Aim of the task:
Output every entry exactly as written, skipping any pictures.

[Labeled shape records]
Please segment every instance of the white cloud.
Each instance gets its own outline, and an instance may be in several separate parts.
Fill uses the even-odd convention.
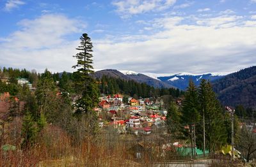
[[[251,18],[253,19],[253,20],[256,20],[256,15],[251,16]]]
[[[24,4],[25,3],[20,0],[9,0],[5,4],[4,10],[10,11],[15,8],[19,8],[20,6]]]
[[[220,12],[220,15],[232,15],[234,13],[236,13],[236,12],[232,10],[226,10],[225,11],[221,11],[221,12]]]
[[[200,25],[207,25],[214,27],[220,27],[225,25],[227,27],[227,25],[230,25],[230,27],[234,27],[240,24],[239,21],[241,21],[243,18],[243,17],[241,16],[236,15],[221,15],[217,17],[198,19],[196,23]]]
[[[8,41],[0,43],[2,66],[53,71],[71,70],[77,40],[67,36],[84,32],[85,24],[62,15],[45,15],[18,24],[20,30],[13,33]]]
[[[210,8],[199,9],[197,10],[197,12],[207,11],[210,11],[210,10],[211,10]]]
[[[132,15],[166,10],[175,2],[176,0],[122,0],[112,4],[117,8],[116,11],[122,18],[127,18]]]
[[[174,9],[183,9],[183,8],[186,8],[188,7],[189,7],[190,6],[191,6],[194,3],[194,2],[189,2],[189,3],[183,3],[181,4],[180,5],[177,5],[173,7]]]
[[[210,23],[198,25],[182,24],[189,17],[156,19],[152,26],[156,22],[164,29],[142,41],[95,42],[95,64],[97,68],[172,73],[236,71],[255,65],[256,29],[241,17],[225,17],[209,18]],[[228,24],[236,25],[223,25]]]

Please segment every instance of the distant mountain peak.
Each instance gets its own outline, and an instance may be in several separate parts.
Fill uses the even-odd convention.
[[[129,71],[129,70],[119,70],[120,72],[122,73],[124,75],[137,75],[139,73],[133,71]]]

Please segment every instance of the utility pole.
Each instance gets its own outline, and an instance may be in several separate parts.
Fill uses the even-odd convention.
[[[203,108],[203,131],[204,131],[204,157],[205,157],[205,123],[204,120],[204,108]]]
[[[194,123],[194,155],[195,155],[195,159],[196,159],[196,125]]]
[[[191,133],[191,159],[193,159],[193,129],[192,129],[192,124],[191,125],[191,126],[190,126],[190,133]]]
[[[228,106],[226,106],[226,110],[230,113],[231,115],[231,154],[232,160],[235,160],[235,155],[234,154],[234,114],[235,113],[235,110],[232,110]]]

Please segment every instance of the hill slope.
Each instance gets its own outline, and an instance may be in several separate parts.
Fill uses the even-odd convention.
[[[150,86],[158,88],[173,87],[173,86],[170,84],[161,82],[161,80],[154,79],[143,74],[128,73],[125,75],[116,69],[104,69],[95,72],[93,75],[95,78],[100,78],[103,75],[106,75],[110,77],[120,78],[125,80],[132,80],[139,83],[145,83]]]
[[[223,105],[256,108],[256,66],[228,75],[212,86]]]
[[[193,75],[190,73],[179,73],[169,76],[160,76],[157,78],[170,85],[173,85],[180,90],[186,90],[190,80],[196,86],[200,85],[202,79],[209,80],[211,82],[221,78],[223,76],[214,75],[211,73],[202,75]]]

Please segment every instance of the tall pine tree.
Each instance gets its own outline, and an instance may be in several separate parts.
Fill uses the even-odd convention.
[[[74,109],[78,117],[82,117],[83,114],[87,115],[90,118],[88,122],[90,122],[88,128],[96,131],[97,118],[93,109],[99,103],[99,89],[91,75],[93,73],[92,48],[91,38],[87,34],[83,34],[80,37],[80,46],[76,48],[79,52],[73,56],[77,61],[77,64],[73,66],[77,69],[74,82],[78,98],[75,101]]]

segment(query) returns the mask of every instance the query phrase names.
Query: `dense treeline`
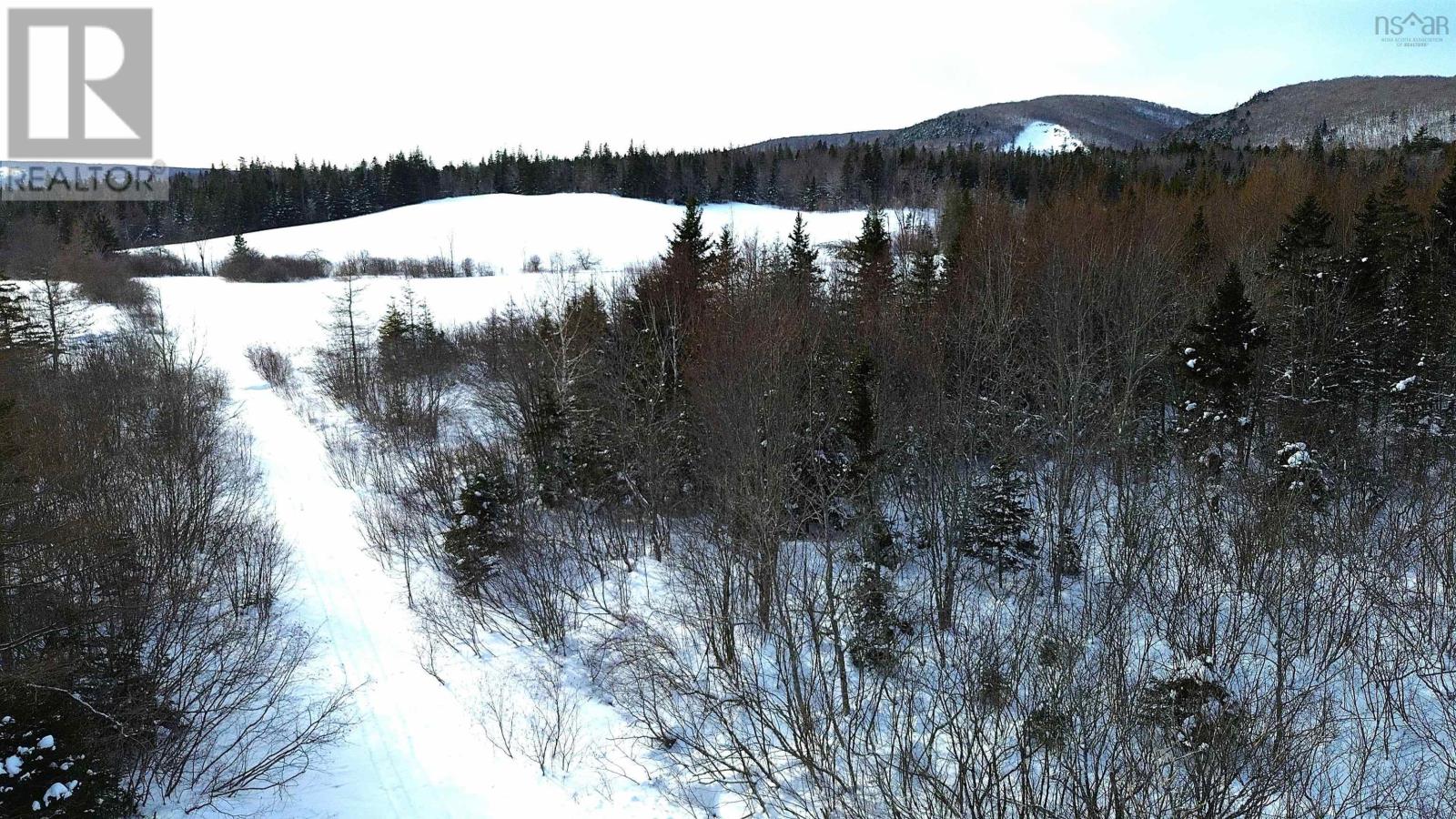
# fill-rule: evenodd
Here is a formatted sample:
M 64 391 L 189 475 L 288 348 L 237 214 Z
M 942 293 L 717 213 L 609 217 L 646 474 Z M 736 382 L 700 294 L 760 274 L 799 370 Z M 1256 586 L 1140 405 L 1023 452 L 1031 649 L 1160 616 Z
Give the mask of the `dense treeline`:
M 1440 143 L 1406 143 L 1424 154 Z M 796 210 L 868 205 L 933 207 L 951 189 L 984 189 L 1018 201 L 1093 188 L 1118 198 L 1136 187 L 1206 189 L 1243 178 L 1262 156 L 1291 149 L 1229 150 L 1169 144 L 1158 150 L 1079 150 L 1067 156 L 945 150 L 879 143 L 799 150 L 649 152 L 587 146 L 574 157 L 496 152 L 475 163 L 435 166 L 418 150 L 355 166 L 239 160 L 172 179 L 165 203 L 0 204 L 0 226 L 39 220 L 58 240 L 95 249 L 183 242 L 374 213 L 440 197 L 604 192 L 658 201 L 743 201 Z M 1328 163 L 1351 162 L 1344 146 L 1309 146 Z M 1325 156 L 1328 153 L 1328 156 Z
M 312 635 L 223 376 L 146 302 L 87 312 L 0 278 L 0 815 L 226 810 L 306 769 L 342 700 L 297 688 Z
M 1452 157 L 1187 162 L 834 254 L 689 207 L 448 334 L 341 300 L 341 472 L 438 638 L 579 662 L 689 802 L 1450 815 Z

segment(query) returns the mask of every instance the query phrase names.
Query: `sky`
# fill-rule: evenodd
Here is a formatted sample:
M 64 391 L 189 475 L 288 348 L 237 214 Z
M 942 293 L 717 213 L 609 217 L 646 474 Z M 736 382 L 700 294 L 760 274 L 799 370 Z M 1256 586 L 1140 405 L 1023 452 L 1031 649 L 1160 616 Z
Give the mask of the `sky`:
M 1456 17 L 1425 0 L 149 6 L 153 153 L 173 166 L 352 163 L 415 147 L 437 163 L 588 141 L 721 147 L 1051 93 L 1217 112 L 1303 80 L 1456 74 L 1456 36 L 1402 48 L 1374 34 L 1376 15 Z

Solution for this problem:
Please segment every instance of the white cloud.
Each instance gets its own outline, and an instance may be in several separate parts.
Fill uses the even-odd convention.
[[[251,18],[253,19],[253,20],[256,20],[256,15],[251,16]]]
[[[24,4],[25,3],[20,0],[9,0],[5,4],[4,10],[10,11],[15,8],[19,8],[20,6]]]
[[[220,12],[220,15],[232,15],[234,13],[236,13],[236,12],[232,10],[226,10],[225,11],[221,11],[221,12]]]
[[[200,25],[207,25],[214,27],[220,27],[225,25],[227,27],[227,25],[230,25],[230,27],[234,27],[240,24],[239,21],[241,21],[243,18],[243,17],[241,16],[236,15],[221,15],[217,17],[198,19],[196,23]]]
[[[8,41],[0,43],[2,66],[53,71],[71,70],[77,40],[67,36],[84,32],[85,24],[62,15],[45,15],[18,24],[20,30],[13,33]]]
[[[210,8],[199,9],[197,10],[197,12],[207,11],[210,11],[210,10],[211,10]]]
[[[132,15],[166,10],[175,2],[176,0],[122,0],[112,4],[117,8],[116,11],[122,18],[127,18]]]
[[[174,9],[183,9],[183,8],[186,8],[188,7],[189,7],[190,6],[191,6],[194,3],[194,2],[189,2],[189,3],[183,3],[181,4],[180,5],[177,5],[173,7]]]
[[[210,23],[198,25],[182,24],[189,17],[156,19],[152,26],[156,22],[164,29],[142,41],[95,42],[95,64],[97,68],[172,73],[236,71],[255,65],[256,29],[241,17],[225,17],[209,18]],[[228,24],[236,25],[223,25]]]

Please segment every instance of the distant mountain peak.
Each instance gets its own outline, and an instance may be in several separate parts.
Fill uses the even-odd convention.
[[[129,71],[129,70],[119,70],[120,72],[122,73],[124,75],[137,75],[139,73],[133,71]]]

Please segment every instance of the utility pole.
Each instance gets its own outline, and an instance may be in several separate parts.
Fill uses the even-odd convention.
[[[203,108],[203,131],[204,131],[204,157],[205,157],[205,123],[204,120],[204,108]]]
[[[194,123],[194,155],[195,155],[195,159],[196,159],[196,125]]]
[[[191,133],[191,159],[193,159],[193,129],[192,129],[192,124],[191,125],[191,126],[190,126],[190,133]]]
[[[228,106],[226,106],[226,110],[230,113],[231,115],[231,154],[232,160],[235,160],[235,155],[234,154],[234,114],[235,113],[235,110],[232,110]]]

Please segment every instance of the hill slope.
Each instance gets its own outline, and an instance may be in several separate parts.
Fill uses the even-odd convention.
[[[150,86],[158,88],[173,87],[173,86],[170,84],[161,82],[161,80],[154,79],[143,74],[128,73],[125,75],[116,69],[104,69],[95,72],[93,75],[95,78],[100,78],[103,75],[106,75],[110,77],[120,78],[125,80],[132,80],[139,83],[145,83]]]
[[[223,105],[256,108],[256,66],[228,75],[212,86]]]
[[[193,75],[190,73],[179,73],[169,76],[160,76],[157,78],[170,85],[173,85],[180,90],[186,90],[190,80],[196,86],[200,85],[202,79],[209,80],[211,82],[221,78],[223,76],[214,75],[211,73],[202,75]]]

Please segment every instance of the tall pine tree.
Each instance gets its own outline, and an instance may be in several separate parts.
Fill uses the even-odd convention.
[[[74,109],[78,117],[82,117],[83,114],[87,115],[90,118],[88,122],[90,122],[88,128],[96,131],[97,118],[93,109],[99,103],[99,89],[91,75],[93,73],[92,48],[91,38],[87,34],[83,34],[80,37],[80,46],[76,48],[79,52],[73,56],[77,61],[77,64],[73,66],[77,69],[74,82],[78,98],[75,101]]]

segment(query) returns the mask of every instance the query phrase names.
Query: `dense treeline`
# fill-rule: evenodd
Here is a formatted sample:
M 64 391 L 189 475 L 288 348 L 237 214 Z
M 942 293 L 717 213 L 609 217 L 646 474 Z M 736 382 L 700 294 L 760 274 L 799 370 Z M 1256 586 L 1140 405 L 1023 452 L 1031 649 L 1160 616 Z
Give the mask of the `dense treeline`:
M 1440 143 L 1406 143 L 1424 154 Z M 796 210 L 868 205 L 933 207 L 951 189 L 984 189 L 1018 201 L 1093 188 L 1118 198 L 1136 187 L 1206 189 L 1243 178 L 1262 156 L 1291 149 L 1229 150 L 1169 144 L 1158 150 L 1079 150 L 1067 156 L 945 150 L 879 143 L 799 150 L 649 152 L 587 146 L 574 157 L 496 152 L 475 163 L 435 166 L 418 150 L 355 166 L 239 160 L 172 179 L 165 203 L 0 204 L 0 226 L 39 220 L 58 240 L 95 249 L 183 242 L 374 213 L 440 197 L 604 192 L 658 201 L 743 201 Z M 1328 163 L 1351 162 L 1344 146 L 1309 146 Z M 1325 156 L 1328 153 L 1328 156 Z
M 312 635 L 223 376 L 146 302 L 87 312 L 0 278 L 0 815 L 226 810 L 306 769 L 342 700 L 297 688 Z
M 1452 157 L 1187 162 L 834 254 L 689 207 L 448 334 L 341 300 L 341 472 L 438 638 L 579 662 L 689 802 L 1450 815 Z

segment(query) returns the mask of every instance the query phrase names.
Query: `sky`
# fill-rule: evenodd
Here is a formatted sample:
M 64 391 L 189 475 L 288 348 L 237 214 Z
M 942 293 L 717 213 L 609 217 L 646 474 Z M 736 382 L 700 294 L 760 274 L 799 370 Z M 1256 586 L 1140 405 L 1023 452 L 1031 649 L 1160 616 Z
Give the mask of the `sky`:
M 1456 17 L 1425 0 L 149 6 L 153 153 L 173 166 L 352 163 L 415 147 L 437 163 L 588 141 L 721 147 L 1051 93 L 1217 112 L 1303 80 L 1456 74 L 1456 36 L 1402 48 L 1374 34 L 1376 15 Z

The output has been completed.